Exercise: Each line from the one that contains "A point marks every instance of the tan" to the end of the material must be quoted exactly; include both end lines and nothing else.

___ Data excerpts

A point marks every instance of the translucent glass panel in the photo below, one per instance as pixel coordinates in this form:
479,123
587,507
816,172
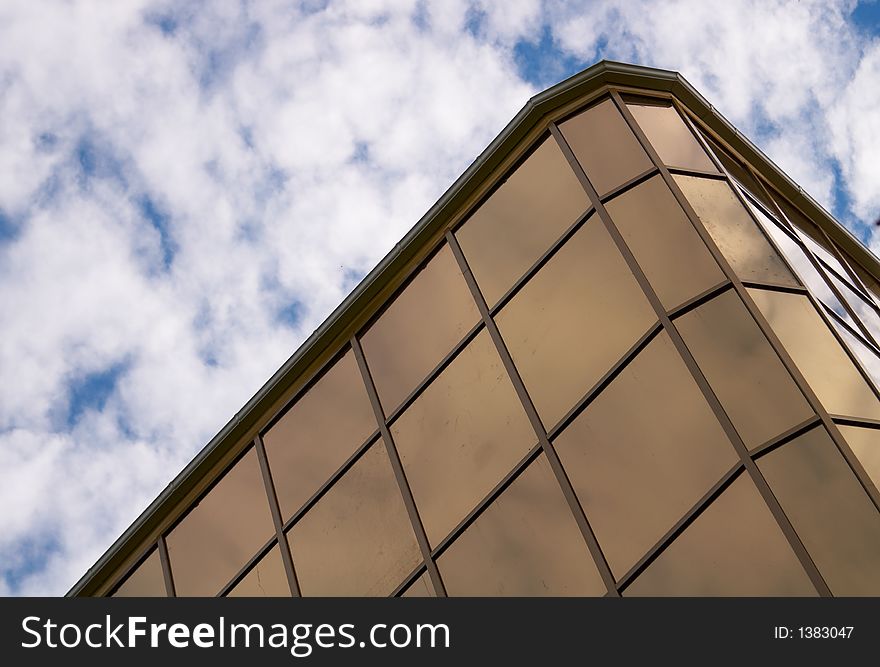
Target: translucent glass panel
738,172
665,244
670,137
738,237
734,548
830,511
222,532
573,320
865,444
866,312
817,353
419,328
147,580
812,236
605,146
266,579
643,453
420,588
357,540
526,543
755,390
804,268
521,220
461,436
866,355
318,434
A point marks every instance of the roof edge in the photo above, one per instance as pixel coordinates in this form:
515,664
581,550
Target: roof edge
603,73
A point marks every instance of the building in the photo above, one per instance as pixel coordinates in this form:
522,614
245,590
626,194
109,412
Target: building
624,354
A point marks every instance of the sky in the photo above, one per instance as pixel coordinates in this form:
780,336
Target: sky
188,189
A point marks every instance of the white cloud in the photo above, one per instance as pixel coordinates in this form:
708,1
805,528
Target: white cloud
284,148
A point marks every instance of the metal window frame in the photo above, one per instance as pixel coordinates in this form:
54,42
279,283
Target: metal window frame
359,309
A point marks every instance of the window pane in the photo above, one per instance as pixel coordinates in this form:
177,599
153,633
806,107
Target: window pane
525,544
829,509
222,532
461,437
734,548
812,236
643,453
670,137
147,580
865,443
521,220
266,579
605,146
419,328
865,312
667,247
735,233
318,434
739,173
420,588
357,540
755,390
800,262
573,320
866,355
817,354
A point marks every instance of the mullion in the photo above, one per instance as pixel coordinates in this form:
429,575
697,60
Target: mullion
275,509
322,490
529,407
409,580
490,497
846,325
819,265
246,568
397,468
604,381
680,526
540,262
697,374
777,345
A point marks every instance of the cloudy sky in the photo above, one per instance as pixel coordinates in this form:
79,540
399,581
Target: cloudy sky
187,189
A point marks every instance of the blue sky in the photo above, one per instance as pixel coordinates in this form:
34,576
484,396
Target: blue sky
187,189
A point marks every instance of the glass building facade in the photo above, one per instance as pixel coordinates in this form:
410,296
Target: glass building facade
625,362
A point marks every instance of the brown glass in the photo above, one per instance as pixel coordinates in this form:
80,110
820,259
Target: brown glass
829,509
668,249
740,174
738,237
643,453
866,355
461,436
318,434
573,320
799,261
670,137
526,543
521,220
605,146
734,548
222,532
865,444
755,390
419,328
817,354
266,579
812,235
357,540
865,312
146,581
420,588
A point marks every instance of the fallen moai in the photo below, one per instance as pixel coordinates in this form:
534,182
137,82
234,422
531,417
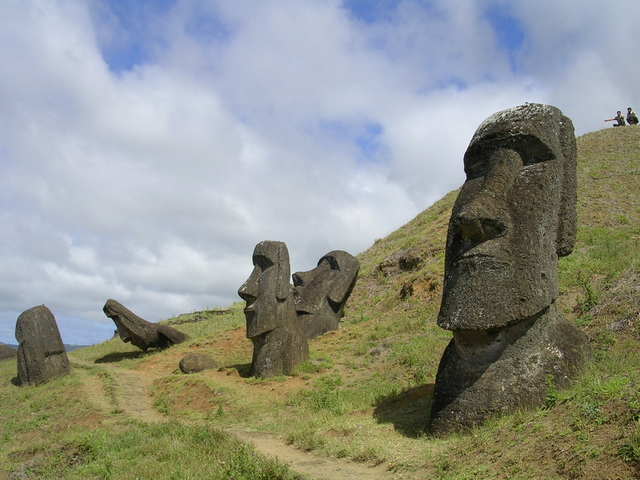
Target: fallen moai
141,333
320,294
279,343
514,216
41,355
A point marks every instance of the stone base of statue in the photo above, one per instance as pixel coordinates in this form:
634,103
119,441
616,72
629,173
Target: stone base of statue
279,351
513,369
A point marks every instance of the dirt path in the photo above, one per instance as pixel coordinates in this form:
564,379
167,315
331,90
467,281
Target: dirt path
312,466
128,394
131,394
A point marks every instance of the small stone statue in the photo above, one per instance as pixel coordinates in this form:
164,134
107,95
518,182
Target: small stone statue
321,294
514,216
279,344
142,334
41,353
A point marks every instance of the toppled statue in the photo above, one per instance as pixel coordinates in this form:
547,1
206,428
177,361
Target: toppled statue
279,344
514,216
41,353
320,294
142,334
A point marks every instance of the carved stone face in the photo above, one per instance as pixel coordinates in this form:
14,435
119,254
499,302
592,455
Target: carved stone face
320,294
511,220
267,288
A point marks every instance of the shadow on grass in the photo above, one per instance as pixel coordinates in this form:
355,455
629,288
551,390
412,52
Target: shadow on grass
119,356
408,411
243,369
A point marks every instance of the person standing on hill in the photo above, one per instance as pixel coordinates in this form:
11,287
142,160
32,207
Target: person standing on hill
619,118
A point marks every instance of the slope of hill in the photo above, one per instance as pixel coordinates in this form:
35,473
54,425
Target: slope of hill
366,392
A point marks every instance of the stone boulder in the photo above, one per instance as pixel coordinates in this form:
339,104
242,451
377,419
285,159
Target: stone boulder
7,352
41,355
139,332
197,362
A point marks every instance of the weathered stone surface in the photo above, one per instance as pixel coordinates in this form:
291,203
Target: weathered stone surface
321,294
279,343
7,352
139,332
514,216
41,355
197,362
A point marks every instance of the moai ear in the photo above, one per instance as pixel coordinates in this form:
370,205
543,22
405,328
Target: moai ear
567,216
342,285
284,272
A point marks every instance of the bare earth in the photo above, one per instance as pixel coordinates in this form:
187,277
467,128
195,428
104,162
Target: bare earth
131,397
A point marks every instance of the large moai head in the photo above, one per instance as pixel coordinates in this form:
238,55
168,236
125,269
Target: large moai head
267,290
279,343
321,294
41,353
514,216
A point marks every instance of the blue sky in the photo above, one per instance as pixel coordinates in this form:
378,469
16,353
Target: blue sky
146,147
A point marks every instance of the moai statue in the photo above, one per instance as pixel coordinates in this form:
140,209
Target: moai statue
141,333
41,353
320,294
514,216
279,344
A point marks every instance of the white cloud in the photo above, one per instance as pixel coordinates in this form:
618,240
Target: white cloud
144,153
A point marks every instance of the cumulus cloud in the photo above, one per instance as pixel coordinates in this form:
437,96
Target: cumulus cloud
146,147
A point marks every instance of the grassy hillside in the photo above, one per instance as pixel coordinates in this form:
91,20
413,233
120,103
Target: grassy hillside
366,392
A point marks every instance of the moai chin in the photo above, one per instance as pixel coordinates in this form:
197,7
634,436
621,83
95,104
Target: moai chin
279,344
514,217
321,294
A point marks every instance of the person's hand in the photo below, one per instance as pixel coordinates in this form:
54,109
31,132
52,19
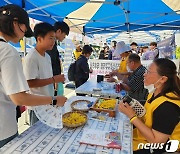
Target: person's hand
59,78
90,70
126,109
111,79
113,73
107,76
61,100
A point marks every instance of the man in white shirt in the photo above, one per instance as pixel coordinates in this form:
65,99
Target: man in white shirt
37,65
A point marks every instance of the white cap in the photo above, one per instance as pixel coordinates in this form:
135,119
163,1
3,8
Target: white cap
121,47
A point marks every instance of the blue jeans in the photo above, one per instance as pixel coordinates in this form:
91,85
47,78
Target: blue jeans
3,142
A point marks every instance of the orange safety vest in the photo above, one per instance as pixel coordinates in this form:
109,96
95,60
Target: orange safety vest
150,107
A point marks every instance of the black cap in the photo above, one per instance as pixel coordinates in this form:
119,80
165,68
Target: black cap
16,12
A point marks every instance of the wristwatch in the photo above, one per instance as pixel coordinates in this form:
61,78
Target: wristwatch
54,101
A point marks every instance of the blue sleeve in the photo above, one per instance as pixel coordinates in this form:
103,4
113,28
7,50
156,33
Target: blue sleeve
166,117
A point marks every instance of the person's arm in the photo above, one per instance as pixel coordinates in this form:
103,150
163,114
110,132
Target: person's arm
23,98
40,82
151,135
43,82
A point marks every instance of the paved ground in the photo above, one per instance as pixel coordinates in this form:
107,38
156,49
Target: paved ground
23,121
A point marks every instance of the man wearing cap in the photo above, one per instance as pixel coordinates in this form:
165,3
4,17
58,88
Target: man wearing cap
123,50
134,84
78,51
61,31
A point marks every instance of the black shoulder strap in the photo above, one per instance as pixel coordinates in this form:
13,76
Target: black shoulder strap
2,40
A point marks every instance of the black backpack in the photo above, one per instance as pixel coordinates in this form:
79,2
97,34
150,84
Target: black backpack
72,71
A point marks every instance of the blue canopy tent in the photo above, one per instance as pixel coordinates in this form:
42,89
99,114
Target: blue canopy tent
103,16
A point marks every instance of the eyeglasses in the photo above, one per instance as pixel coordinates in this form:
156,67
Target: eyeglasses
21,29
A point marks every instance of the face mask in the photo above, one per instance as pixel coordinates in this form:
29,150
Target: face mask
128,69
151,88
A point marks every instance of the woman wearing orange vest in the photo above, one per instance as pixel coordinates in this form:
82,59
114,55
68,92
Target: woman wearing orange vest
161,121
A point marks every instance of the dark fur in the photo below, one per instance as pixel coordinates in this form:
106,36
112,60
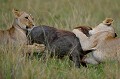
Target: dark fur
58,42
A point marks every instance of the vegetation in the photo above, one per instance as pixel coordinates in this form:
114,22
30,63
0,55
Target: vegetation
62,14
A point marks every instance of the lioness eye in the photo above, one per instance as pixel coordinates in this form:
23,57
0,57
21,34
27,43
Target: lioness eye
26,17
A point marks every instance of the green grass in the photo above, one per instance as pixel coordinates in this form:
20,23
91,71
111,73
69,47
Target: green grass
63,14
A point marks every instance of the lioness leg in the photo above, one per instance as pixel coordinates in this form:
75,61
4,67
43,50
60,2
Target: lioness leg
91,60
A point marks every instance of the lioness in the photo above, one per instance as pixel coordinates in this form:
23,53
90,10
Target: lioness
107,47
16,35
89,38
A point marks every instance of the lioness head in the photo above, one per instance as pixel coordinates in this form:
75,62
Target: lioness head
108,21
23,19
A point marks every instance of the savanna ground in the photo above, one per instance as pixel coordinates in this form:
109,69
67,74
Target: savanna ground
63,14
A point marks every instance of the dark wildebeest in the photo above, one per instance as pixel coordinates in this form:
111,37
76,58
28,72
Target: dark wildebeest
58,42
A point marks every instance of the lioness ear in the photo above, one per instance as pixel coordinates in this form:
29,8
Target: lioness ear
16,13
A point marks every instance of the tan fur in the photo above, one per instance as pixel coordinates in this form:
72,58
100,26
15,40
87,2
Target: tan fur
107,49
16,33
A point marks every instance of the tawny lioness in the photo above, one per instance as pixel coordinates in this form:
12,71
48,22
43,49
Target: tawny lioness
16,34
89,39
107,47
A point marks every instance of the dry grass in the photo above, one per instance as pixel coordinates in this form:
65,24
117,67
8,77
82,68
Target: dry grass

______

Problem solution:
A point marks every instance of the tan fur in the photo above, one per instance as pixel coordinates in this form:
72,58
100,26
15,40
87,2
Target: tan fur
107,49
16,33
A point marks every instance of the tawny lioness in the photo above, one per instance as pixel coordinates in this form:
12,71
48,22
43,49
Target: tawny lioness
16,34
89,39
107,47
A point marks every instance of the dry grass in the photo above, one per instance as pixel coordinates in this form:
65,24
117,67
8,77
82,68
Target: dry grass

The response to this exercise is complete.